--- Catatan dari sebuah koleksi ---

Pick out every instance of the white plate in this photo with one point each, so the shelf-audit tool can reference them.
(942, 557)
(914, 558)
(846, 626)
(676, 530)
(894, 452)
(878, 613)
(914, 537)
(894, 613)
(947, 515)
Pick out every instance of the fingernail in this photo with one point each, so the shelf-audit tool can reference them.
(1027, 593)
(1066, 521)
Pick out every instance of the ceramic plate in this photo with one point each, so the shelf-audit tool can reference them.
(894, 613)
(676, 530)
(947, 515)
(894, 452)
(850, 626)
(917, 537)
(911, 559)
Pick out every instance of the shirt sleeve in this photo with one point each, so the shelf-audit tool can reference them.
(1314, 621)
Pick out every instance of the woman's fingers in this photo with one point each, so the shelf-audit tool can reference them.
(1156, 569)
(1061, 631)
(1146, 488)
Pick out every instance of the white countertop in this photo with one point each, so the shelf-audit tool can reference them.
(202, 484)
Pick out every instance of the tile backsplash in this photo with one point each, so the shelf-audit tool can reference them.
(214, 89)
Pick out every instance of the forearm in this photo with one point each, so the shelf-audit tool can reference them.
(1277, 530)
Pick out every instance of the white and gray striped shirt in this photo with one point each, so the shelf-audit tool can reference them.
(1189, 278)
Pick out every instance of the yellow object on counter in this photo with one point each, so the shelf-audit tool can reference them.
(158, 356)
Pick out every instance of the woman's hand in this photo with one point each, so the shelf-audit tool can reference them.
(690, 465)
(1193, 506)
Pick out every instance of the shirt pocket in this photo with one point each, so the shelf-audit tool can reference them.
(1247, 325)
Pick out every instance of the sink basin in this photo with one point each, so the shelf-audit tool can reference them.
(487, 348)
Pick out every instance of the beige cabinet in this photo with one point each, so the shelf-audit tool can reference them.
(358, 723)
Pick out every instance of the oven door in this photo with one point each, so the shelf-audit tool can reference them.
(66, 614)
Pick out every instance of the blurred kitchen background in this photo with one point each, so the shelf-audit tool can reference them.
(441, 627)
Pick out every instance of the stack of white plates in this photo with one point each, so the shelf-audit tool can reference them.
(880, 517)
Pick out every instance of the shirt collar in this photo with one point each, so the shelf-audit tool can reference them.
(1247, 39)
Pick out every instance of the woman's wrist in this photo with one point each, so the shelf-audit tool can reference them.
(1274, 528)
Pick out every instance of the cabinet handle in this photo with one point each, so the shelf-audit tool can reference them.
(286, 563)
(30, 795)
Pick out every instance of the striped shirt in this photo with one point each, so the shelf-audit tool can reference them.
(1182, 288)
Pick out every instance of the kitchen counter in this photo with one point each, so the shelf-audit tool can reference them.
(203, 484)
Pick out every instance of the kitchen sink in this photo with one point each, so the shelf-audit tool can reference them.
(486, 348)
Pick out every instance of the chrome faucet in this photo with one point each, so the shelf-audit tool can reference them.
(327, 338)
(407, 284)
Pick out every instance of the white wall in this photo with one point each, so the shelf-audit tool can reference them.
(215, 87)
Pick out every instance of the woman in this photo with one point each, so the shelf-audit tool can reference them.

--- PETUNJUK TUGAS ---
Tukarlah "forearm" dengan "elbow" pada bagian yang dimulai dengan baris yang memuat "Pick out every instance of the tile" dan diakhiri dengan baris yang memuat "(1277, 530)", termasuk kedua baris tersebut. Tuliskan kembali bagian itu saja tanpa perubahan lain.

--- JAWABAN TUGAS ---
Pick out every instance of the tile backsplash in this photo with one point each, so the shelf-audit tool can reference them.
(214, 89)
Pick out every instance of the elbow in this photo with one point each, so the shelf-audit tool can reference them.
(1277, 530)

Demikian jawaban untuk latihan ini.